Stated task: Extract every entry word for word. Skip the pictures.

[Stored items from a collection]
########
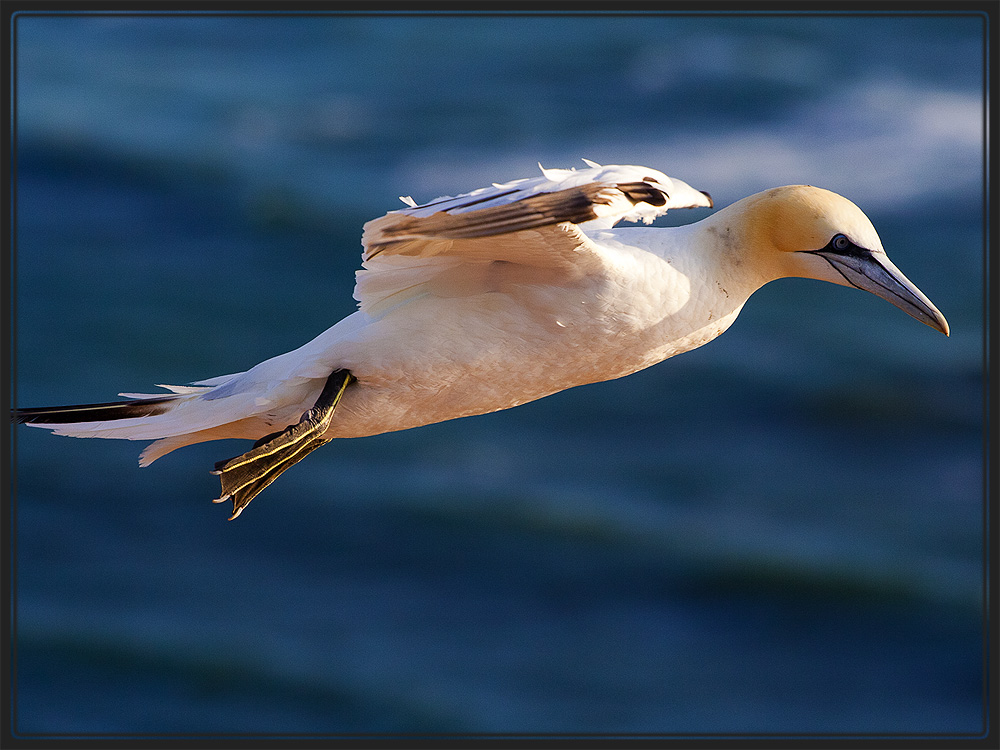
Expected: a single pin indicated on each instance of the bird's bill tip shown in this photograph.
(875, 273)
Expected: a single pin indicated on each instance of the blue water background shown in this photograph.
(781, 532)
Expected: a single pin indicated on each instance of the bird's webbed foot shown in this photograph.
(245, 476)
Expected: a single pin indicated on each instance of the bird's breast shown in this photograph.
(441, 358)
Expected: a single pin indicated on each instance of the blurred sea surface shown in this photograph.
(781, 532)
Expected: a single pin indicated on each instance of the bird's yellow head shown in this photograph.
(805, 231)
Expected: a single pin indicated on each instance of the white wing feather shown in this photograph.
(443, 247)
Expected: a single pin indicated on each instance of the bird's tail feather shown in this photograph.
(146, 407)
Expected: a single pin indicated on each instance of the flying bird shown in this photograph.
(501, 296)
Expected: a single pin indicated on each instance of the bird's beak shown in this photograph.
(875, 273)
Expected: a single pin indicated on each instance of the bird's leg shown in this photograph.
(245, 476)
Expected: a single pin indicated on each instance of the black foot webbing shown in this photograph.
(245, 476)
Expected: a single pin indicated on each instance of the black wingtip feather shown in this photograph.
(93, 412)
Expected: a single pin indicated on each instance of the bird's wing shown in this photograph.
(526, 231)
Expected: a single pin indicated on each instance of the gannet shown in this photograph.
(501, 296)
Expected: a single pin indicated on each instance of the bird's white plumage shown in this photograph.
(486, 300)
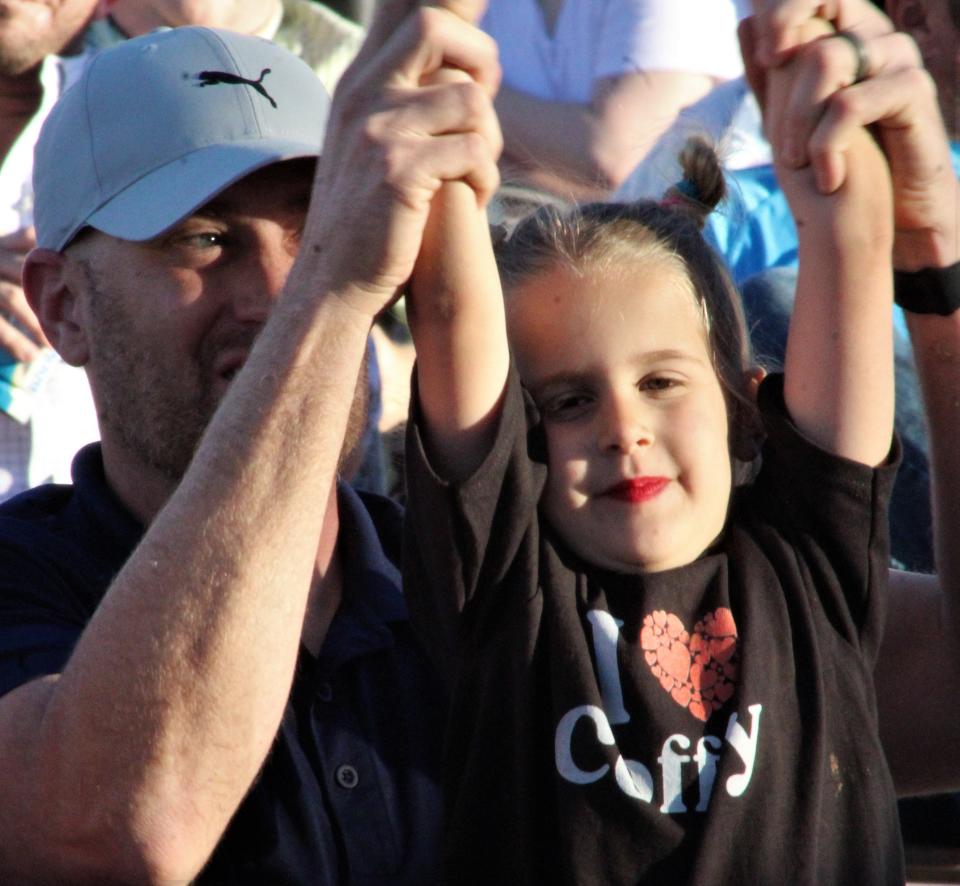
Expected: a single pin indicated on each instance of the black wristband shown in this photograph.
(929, 290)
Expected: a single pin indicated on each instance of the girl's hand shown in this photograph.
(895, 96)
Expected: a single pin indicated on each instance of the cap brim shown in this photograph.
(167, 195)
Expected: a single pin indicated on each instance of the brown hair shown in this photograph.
(602, 235)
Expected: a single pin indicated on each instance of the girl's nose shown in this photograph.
(624, 425)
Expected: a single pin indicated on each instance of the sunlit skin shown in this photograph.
(634, 414)
(33, 29)
(169, 322)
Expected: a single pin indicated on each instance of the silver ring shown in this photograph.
(860, 50)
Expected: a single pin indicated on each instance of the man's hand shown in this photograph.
(398, 131)
(896, 97)
(20, 332)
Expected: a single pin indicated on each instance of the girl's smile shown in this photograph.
(634, 414)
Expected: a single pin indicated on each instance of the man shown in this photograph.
(45, 407)
(207, 658)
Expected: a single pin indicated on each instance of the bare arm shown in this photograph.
(456, 315)
(129, 765)
(839, 357)
(584, 151)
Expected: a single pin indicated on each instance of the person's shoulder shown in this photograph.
(34, 511)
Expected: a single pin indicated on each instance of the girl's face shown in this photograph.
(634, 414)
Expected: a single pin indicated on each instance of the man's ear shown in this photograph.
(56, 303)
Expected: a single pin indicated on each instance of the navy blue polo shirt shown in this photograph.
(350, 791)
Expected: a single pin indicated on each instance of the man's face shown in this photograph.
(30, 30)
(169, 322)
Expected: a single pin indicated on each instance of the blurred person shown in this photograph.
(323, 39)
(46, 412)
(589, 85)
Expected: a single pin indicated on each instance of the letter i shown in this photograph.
(671, 764)
(606, 632)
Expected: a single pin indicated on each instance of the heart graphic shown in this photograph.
(698, 668)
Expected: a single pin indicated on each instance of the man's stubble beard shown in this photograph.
(146, 416)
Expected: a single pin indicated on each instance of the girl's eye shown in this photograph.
(566, 407)
(204, 240)
(664, 385)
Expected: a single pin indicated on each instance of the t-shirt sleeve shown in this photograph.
(461, 540)
(690, 36)
(834, 514)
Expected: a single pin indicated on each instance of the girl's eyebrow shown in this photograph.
(645, 360)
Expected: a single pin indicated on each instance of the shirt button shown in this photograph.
(347, 776)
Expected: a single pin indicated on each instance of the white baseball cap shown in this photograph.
(159, 125)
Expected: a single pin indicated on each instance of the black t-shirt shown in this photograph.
(714, 723)
(350, 792)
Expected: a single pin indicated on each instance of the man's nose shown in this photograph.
(625, 424)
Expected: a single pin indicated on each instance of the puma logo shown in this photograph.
(212, 78)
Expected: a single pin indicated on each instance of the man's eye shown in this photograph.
(204, 240)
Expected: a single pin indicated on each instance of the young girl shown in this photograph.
(660, 645)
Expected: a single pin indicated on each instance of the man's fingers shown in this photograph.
(419, 170)
(444, 109)
(419, 43)
(890, 101)
(779, 24)
(825, 72)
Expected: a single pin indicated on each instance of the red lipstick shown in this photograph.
(638, 489)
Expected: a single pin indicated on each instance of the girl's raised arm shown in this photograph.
(456, 315)
(839, 360)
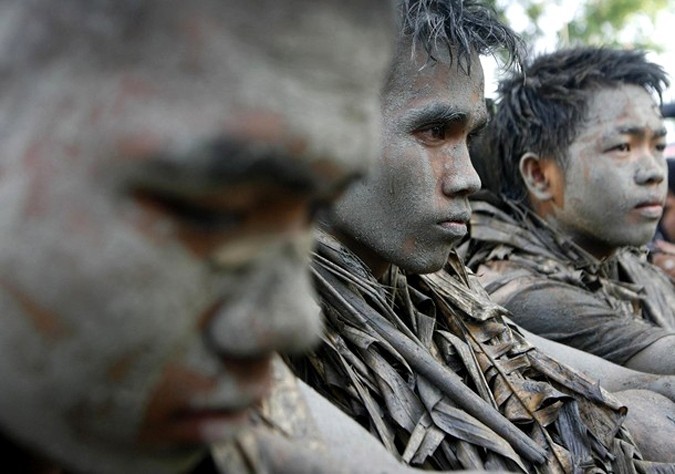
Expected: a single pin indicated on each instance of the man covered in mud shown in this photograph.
(579, 138)
(161, 160)
(427, 363)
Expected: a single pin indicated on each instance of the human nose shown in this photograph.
(269, 307)
(460, 178)
(651, 169)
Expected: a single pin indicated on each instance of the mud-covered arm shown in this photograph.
(612, 377)
(575, 317)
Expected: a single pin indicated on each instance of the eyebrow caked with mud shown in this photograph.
(433, 114)
(215, 165)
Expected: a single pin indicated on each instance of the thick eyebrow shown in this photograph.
(212, 165)
(433, 113)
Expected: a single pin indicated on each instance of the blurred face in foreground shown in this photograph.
(414, 206)
(157, 180)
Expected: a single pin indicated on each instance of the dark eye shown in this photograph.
(432, 134)
(190, 213)
(623, 147)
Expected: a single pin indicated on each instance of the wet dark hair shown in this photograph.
(543, 108)
(465, 27)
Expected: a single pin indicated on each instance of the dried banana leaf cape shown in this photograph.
(429, 366)
(504, 230)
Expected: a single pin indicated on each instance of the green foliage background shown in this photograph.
(594, 21)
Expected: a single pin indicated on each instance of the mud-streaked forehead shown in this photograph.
(315, 66)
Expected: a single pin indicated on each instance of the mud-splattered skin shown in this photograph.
(414, 207)
(147, 271)
(613, 190)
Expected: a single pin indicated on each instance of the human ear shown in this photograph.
(535, 172)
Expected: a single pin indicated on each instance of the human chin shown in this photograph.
(424, 261)
(89, 456)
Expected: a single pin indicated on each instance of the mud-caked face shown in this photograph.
(613, 189)
(414, 205)
(155, 227)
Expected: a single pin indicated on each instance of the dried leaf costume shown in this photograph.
(612, 308)
(429, 366)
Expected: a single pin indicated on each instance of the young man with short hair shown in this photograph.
(579, 138)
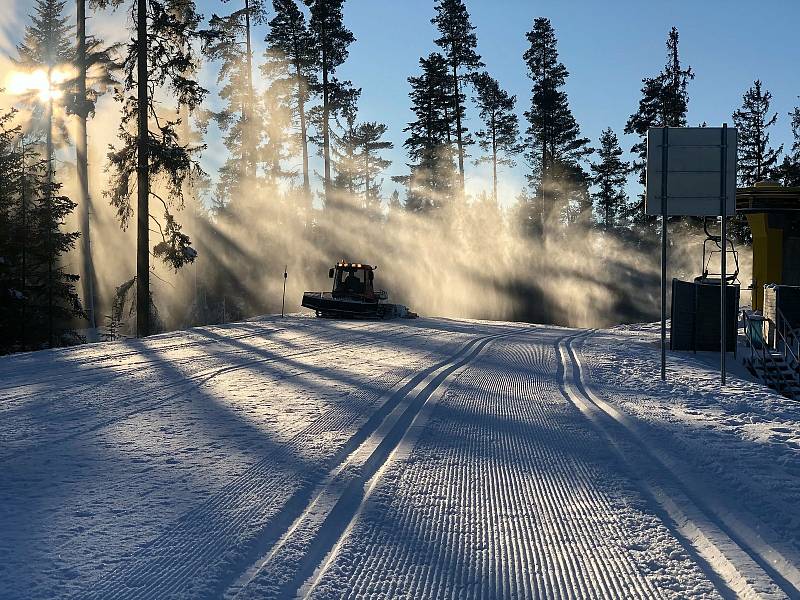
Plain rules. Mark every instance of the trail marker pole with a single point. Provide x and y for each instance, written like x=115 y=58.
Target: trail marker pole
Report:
x=285 y=276
x=664 y=166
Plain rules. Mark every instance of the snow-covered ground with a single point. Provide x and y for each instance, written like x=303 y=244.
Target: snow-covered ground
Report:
x=406 y=459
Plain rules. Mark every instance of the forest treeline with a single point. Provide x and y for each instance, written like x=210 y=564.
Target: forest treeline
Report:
x=266 y=209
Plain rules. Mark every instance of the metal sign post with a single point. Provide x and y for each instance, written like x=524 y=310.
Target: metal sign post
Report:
x=723 y=284
x=285 y=276
x=691 y=171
########
Task solution:
Expected: a single pin indicated on each instance of the bird's bill tip shown in this photograph.
(875, 273)
Expected: a single pin indicated on each instance of the blue water background shown in this photograph.
(781, 532)
Expected: a single pin indicated on each instance of the bird's webbed foot shown in this photograph.
(245, 476)
Expected: a single pin indicated on each instance of the bird's breast shown in this photograph.
(441, 358)
Expected: a single pin indicated on each instance of the blurred sea surface shown in this photograph.
(781, 532)
Expected: a single pin indicated on each instance of the bird's yellow head shown in this photograph.
(805, 231)
Expected: a single pin indicated on each instance of the white wing feather shown in this photograph.
(443, 247)
Expected: a single pin indicated on each instance of the bird's tail feather shown in this photograph.
(146, 407)
Expected: a single pin indicated on each instance of the flying bird shown in this photograph.
(501, 296)
Expected: a single pin indicated on each instance of the bird's beak shown in this photograph.
(875, 273)
Expected: a single pin indicated on each instance of the bird's leg shown in this photograph.
(245, 476)
Expected: a single pin indicated on each instance of the black foot webbing shown in this photograph.
(245, 476)
Expected: a single pin indicated on each instance of the black wingtip feather shown in this photograph.
(93, 412)
Expected: a single pin indicated on each instance of the bird's wing shown in this photograph.
(526, 231)
Expected: a single pin indicated on each instance of the gannet shown in this photograph.
(501, 296)
Expected: a single pin indicated on each instance of the bird's white plumage shown in this photograph.
(486, 300)
Expected: a single pin indicated on each instance of the black wristband shown in this photograph.
(929, 290)
Expected: a single pin indicated on each instance of the girl's hand shown in this photograph.
(895, 96)
Expected: a single pin indicated on each instance of the cap brim shown in this photograph.
(167, 195)
Expected: a single pin indicated on each instance of the brown hair shown in this photograph.
(602, 235)
Expected: a single pin indicated on each instance of the girl's nose shown in this photograph.
(624, 425)
Expected: a single pin indicated on each instance of the sunlit skin shown in this photograph.
(634, 414)
(33, 29)
(169, 322)
Expected: a single pin indicated on each instance of the silver ring shown in this photograph.
(860, 50)
Expected: a single pin indicated on each instance of the man's hand shown in this photograph.
(398, 131)
(896, 97)
(20, 332)
Expected: a single pin indicated on each instance of the girl's smile shown in this photograph.
(634, 414)
Expected: a single pin indicated on each instance of the man shown in this photograph.
(45, 407)
(207, 658)
Expected: a single pin indicated on each instance of the bare arm shown in this photograph.
(456, 315)
(129, 765)
(839, 357)
(584, 151)
Expected: a single pin indicated on each instance of the person's shoulder shown in this photograph.
(34, 511)
Expected: a single pin indicated on each instance of the girl's face shown in this photograph.
(634, 414)
Expected: a single pin indicated on each instance of the man's ear shown in this photograph.
(56, 303)
Expected: a single pin indicated on each instance of the navy blue polo shirt shown in this photograph.
(350, 791)
Expected: a single pin indicated on each instance of the man's face shown in this photograph.
(30, 30)
(169, 322)
Expected: a single pin indicated on each instance of the blurred person shown in this photograph.
(323, 39)
(46, 412)
(589, 85)
Expected: a single pin indicated on each instance of the letter i shown in this photograph.
(671, 764)
(606, 632)
Expected: a single pin indicated on each instance of the heart graphic shown in this photograph.
(698, 668)
Expected: a single pin indicated on each instance of the man's stubble beard shown in this photograph.
(146, 416)
Expected: a single pin indicated on each instance of the girl's eye shown in this photograph.
(566, 407)
(204, 240)
(664, 385)
Expected: a single pin indicated on each instance of the t-shirt sleeve shown in this photograph.
(461, 540)
(690, 36)
(834, 514)
Expected: a single pin indicated on each instance of the girl's eyebrow shown in this photograph.
(645, 360)
Expected: a single pin indicated on each instance of the shirt button shown in this photograph.
(347, 776)
Expected: a single pin indicated on each instance of the white baseball cap shown in this photograph.
(159, 125)
Expected: a single pin indicated on each instance of the black t-shirt shown in this photograph.
(714, 723)
(350, 792)
Expected: a single pin indicated on each instance of the man's nose shown in this photograph.
(625, 424)
Expected: a single pin indicated on each instance of the puma logo shown in this photograph.
(212, 78)
Expected: a single pin indicated on each instance of the man's eye shown in this photograph.
(204, 240)
Expected: a single pin indicated on each instance of the young girl shown in this photograph.
(660, 645)
Expected: a single pin indicated on each instance of the man's fingers shown in this photograph.
(419, 170)
(444, 109)
(419, 43)
(890, 101)
(779, 24)
(825, 72)
Expected: a single pin indicated on each instance of the red lipstick shown in this photograph.
(638, 489)
Expected: a single pin indicated on each instance of the girl's raised arm shown in this photograph.
(456, 315)
(839, 360)
Expected: a single pin indicated on each instance of the man covered in mud shown in this photograph.
(579, 138)
(161, 160)
(427, 363)
Expected: a single pin indicated on each instance of the human nose shown in this photograph.
(269, 307)
(460, 178)
(651, 169)
Expected: a single pin indicated on each instance of the mud-covered arm shown in this photograph.
(612, 377)
(575, 317)
Expected: a single pin indicated on each instance of the eyebrow caked with mud shown in this photograph.
(433, 114)
(215, 165)
Expected: a single pin indicated on each instance of the thick eyebrow shown in this photograph.
(212, 165)
(433, 113)
Expected: a single pin indicated on each instance of the blurred face in foreground shown in this photograph.
(414, 206)
(157, 180)
Expected: a single pin indicated on each instance of the dark eye shown in this photograph.
(432, 134)
(190, 213)
(623, 147)
Expected: a single pin indicated on each instance of the wet dark hair shown in this photograph.
(543, 108)
(465, 27)
Expected: a single pin indicated on each instance of the dried banana leaf cape shown in this photograph.
(429, 366)
(504, 230)
Expected: a single pin indicated on each instance of the green foliage background shown in this photograph.
(594, 21)
Expected: a single pin indicated on each instance of the mud-streaked forehead shown in this photograph.
(315, 66)
Expected: a single pin indicated on each instance of the mud-splattered skin shown in this photograph.
(414, 207)
(147, 271)
(613, 190)
Expected: a single pin indicated on each instance of the human ear shown in this photograph.
(535, 172)
Expected: a single pin indicated on each instance of the human chin shown in this photograph.
(424, 261)
(89, 456)
Expected: a single pin indicated on each instance of the mud-caked face shown in this photograph.
(613, 189)
(414, 205)
(155, 227)
Expected: a single pin indicated on each instance of the dried leaf costume shown in this photograph.
(612, 308)
(429, 366)
Expected: a single pin indicated on each instance of the young man with short hair shown in this photograph.
(579, 138)
Plain rules. Mark every instance of the trail marker pole with a single point. Provide x and y for each instance, written like x=115 y=58.
Target: trail marker pole
Report:
x=285 y=276
x=664 y=166
Plain rules. Mark every instance of the snow-covered ground with a single point. Provide x and y for each instance, written like x=303 y=244.
Target: snow-covered ground
Report:
x=406 y=459
Plain rules. Mark every instance of the forest treeline with a single point. Provide x and y for each instance, written like x=210 y=564.
Target: forest treeline
Report:
x=266 y=209
Plain rules. Mark every instance of the metal sign post with a single point. Provide x and y for each instance, written like x=524 y=310.
Target: metal sign post
Report:
x=723 y=284
x=285 y=276
x=691 y=171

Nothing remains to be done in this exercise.